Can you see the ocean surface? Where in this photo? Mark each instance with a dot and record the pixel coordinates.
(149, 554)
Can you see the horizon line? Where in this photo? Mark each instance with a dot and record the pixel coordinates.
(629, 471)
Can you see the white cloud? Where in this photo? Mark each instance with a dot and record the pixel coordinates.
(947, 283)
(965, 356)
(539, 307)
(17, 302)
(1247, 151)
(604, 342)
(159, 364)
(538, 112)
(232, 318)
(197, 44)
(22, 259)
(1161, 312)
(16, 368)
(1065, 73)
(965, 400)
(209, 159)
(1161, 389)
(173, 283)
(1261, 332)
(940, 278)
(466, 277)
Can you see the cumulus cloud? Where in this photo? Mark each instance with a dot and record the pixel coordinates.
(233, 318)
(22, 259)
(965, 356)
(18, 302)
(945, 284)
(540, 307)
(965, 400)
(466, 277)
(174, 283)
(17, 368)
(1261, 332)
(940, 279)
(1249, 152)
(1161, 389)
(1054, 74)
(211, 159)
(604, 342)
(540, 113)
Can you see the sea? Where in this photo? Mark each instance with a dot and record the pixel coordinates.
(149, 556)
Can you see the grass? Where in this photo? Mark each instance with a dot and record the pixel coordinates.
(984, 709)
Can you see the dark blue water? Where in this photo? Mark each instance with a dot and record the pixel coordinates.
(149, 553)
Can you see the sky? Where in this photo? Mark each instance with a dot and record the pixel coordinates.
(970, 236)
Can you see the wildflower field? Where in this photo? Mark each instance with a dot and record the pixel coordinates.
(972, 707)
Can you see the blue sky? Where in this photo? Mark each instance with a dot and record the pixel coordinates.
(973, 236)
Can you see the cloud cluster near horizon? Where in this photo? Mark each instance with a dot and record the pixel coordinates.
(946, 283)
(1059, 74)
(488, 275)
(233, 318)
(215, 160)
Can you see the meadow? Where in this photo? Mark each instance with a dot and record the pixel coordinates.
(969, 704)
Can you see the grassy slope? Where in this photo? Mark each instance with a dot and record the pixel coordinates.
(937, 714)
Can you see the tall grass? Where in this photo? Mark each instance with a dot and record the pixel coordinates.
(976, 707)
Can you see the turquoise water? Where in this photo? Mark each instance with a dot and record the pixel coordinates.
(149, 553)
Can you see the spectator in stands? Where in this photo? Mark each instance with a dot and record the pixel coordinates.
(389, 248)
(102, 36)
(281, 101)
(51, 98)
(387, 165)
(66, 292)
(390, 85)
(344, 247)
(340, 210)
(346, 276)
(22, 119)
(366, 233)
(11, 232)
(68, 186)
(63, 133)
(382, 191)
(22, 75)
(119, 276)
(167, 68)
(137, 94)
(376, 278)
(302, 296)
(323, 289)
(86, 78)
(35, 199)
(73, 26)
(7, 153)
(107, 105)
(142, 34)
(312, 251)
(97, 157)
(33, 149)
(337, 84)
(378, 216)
+ + + + +
*TASK DETAILS*
Please rewrite the lines from the one with "Can you see the meadow?" through the end of the records, changing "spectator in stands" to "person in the stands" and leaving everything else as it is.

*RESULT*
Can you see the meadow? Where in this photo? Mark each instance with a dot and record the pixel coordinates.
(969, 704)
Can you see the grassy slope? Where in this photo? Mark each instance with a dot and record the pixel coordinates.
(937, 714)
Can you see the tall grass? Where in this photo? Mark each instance with a dot and record the pixel coordinates.
(976, 707)
Can you see the turquoise water? Where in this photo? Mark each instance with a dot and record the pixel coordinates.
(149, 553)
Can you see the person in the stands? Where in this photo? Mark each instance with a dot and record the pixel coordinates.
(389, 248)
(102, 36)
(281, 101)
(51, 98)
(387, 165)
(66, 292)
(390, 85)
(344, 247)
(340, 210)
(346, 276)
(22, 119)
(366, 233)
(11, 232)
(68, 186)
(63, 133)
(382, 191)
(22, 75)
(119, 276)
(167, 68)
(137, 94)
(376, 278)
(302, 296)
(323, 289)
(86, 78)
(35, 199)
(73, 26)
(7, 153)
(107, 105)
(142, 34)
(312, 251)
(97, 157)
(33, 149)
(337, 84)
(378, 216)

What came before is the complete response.